▶ **Your goal**
When the string "with" is part of a line below, that line should be copied.

▶ **Exercise materials**

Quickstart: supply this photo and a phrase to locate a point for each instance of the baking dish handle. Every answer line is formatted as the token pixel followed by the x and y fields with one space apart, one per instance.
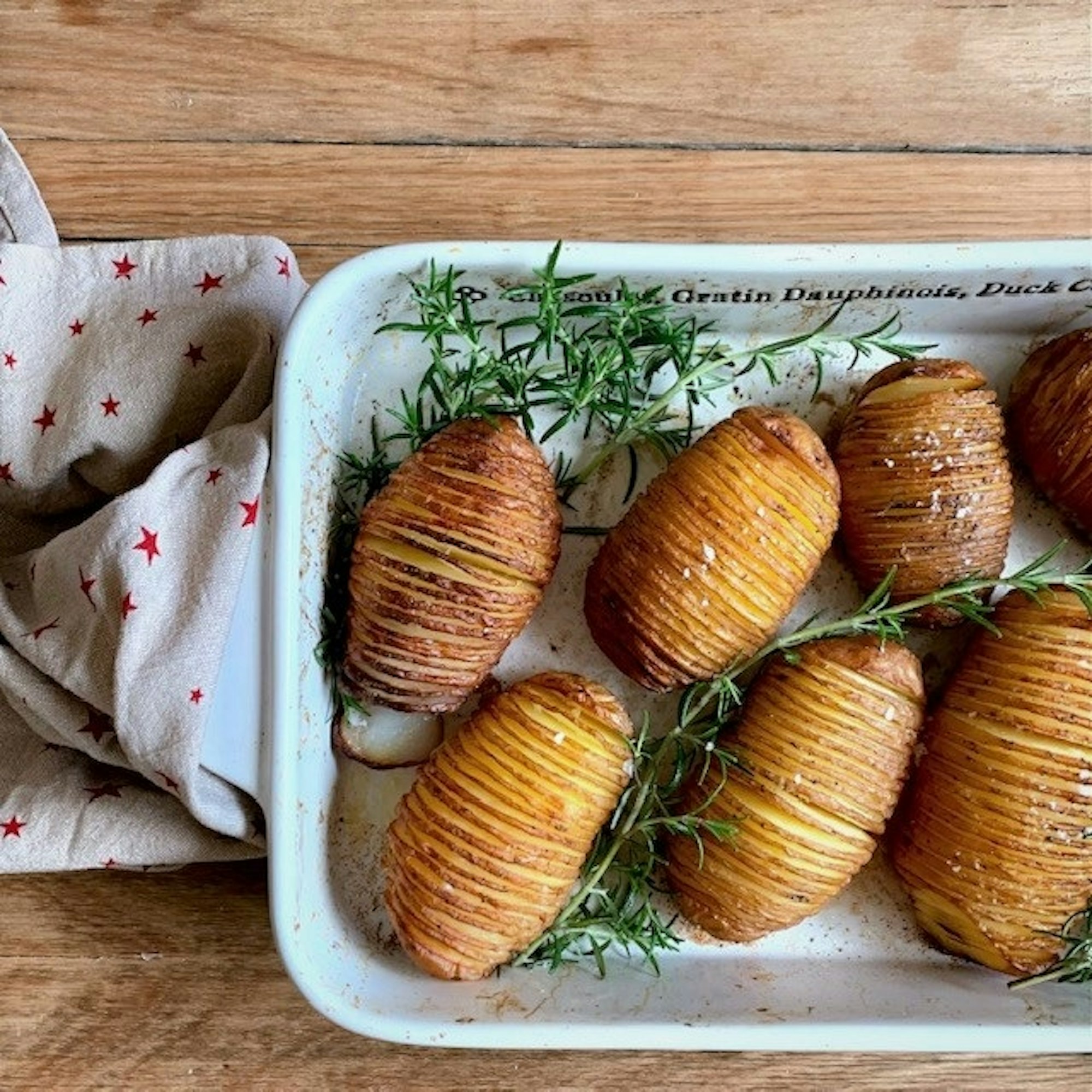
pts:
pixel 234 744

---

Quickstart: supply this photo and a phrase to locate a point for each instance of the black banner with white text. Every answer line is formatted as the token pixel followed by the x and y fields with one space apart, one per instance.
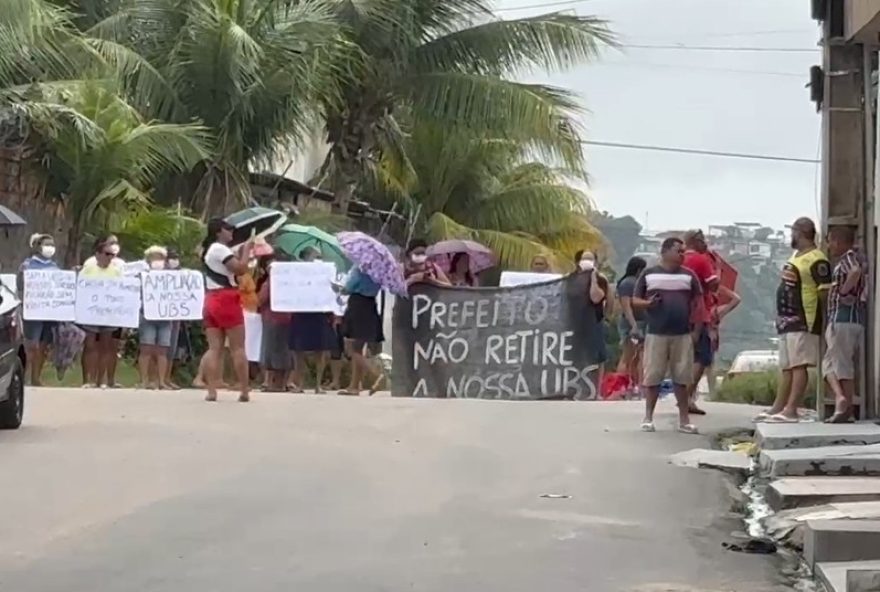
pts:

▶ **Expected answer**
Quickstart: supply this photo and a phrase to locate a point for each instance of the baking dish handle. Every answer line is formatted as the token pixel followed by the x and y fields with one space apart, one per instance.
Quickstart: supply this photo and a phrase to locate a point for each instance of the black banner with white text. Every answer line is formatted as the token pixel followed by the x and y fields with one space apart, one per instance.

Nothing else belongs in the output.